**DIRECTIONS FOR THIS TASK:** Recast every line of the records below as a JSON list of strings, one string per line, with blank lines left out.

◇ ◇ ◇ ◇

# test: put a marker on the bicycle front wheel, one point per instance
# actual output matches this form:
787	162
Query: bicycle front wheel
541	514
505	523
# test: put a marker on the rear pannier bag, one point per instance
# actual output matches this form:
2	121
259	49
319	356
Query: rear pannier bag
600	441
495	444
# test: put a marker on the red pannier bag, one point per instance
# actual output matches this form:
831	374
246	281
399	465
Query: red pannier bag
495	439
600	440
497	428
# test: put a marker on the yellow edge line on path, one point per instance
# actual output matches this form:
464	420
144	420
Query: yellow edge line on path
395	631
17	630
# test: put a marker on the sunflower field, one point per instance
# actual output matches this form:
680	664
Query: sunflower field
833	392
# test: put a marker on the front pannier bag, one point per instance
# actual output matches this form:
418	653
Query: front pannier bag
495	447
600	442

◇ ◇ ◇ ◇

**THE RESPONSE:**
[
  "# test: put a marker on the bicycle front wheel, one point per instance",
  "# actual output matches this form:",
  "787\t162",
  "Query: bicycle front wheel",
  "541\t514",
  "505\t523",
  "# test: put a marker on the rear pannier bag, one point per instance",
  "# actual output matches this form:",
  "2\t121",
  "259\t49",
  "319\t356",
  "Query: rear pannier bag",
  "600\t441",
  "495\t444",
  "# test: put a marker on the red pannier bag, one point per instance",
  "# actual output matches this form:",
  "831\t374",
  "246\t281",
  "399\t465",
  "Query: red pannier bag",
  "495\t439",
  "600\t440",
  "497\t428",
  "# test: put a marker on the yellow edge line on path, one point per instance",
  "# actual output matches this form:",
  "464\t420",
  "144\t420",
  "Query: yellow edge line on path",
  "395\t631",
  "17\t630",
  "# test: put a marker on the sunflower field, one point per instance",
  "# actual output matches this form:",
  "680\t664",
  "Query: sunflower field",
  "833\t392",
  "# test: put a marker on the front pannier bag, one point per instance",
  "# actual output matches this form:",
  "418\t653",
  "Query: front pannier bag",
  "495\t447",
  "600\t442"
]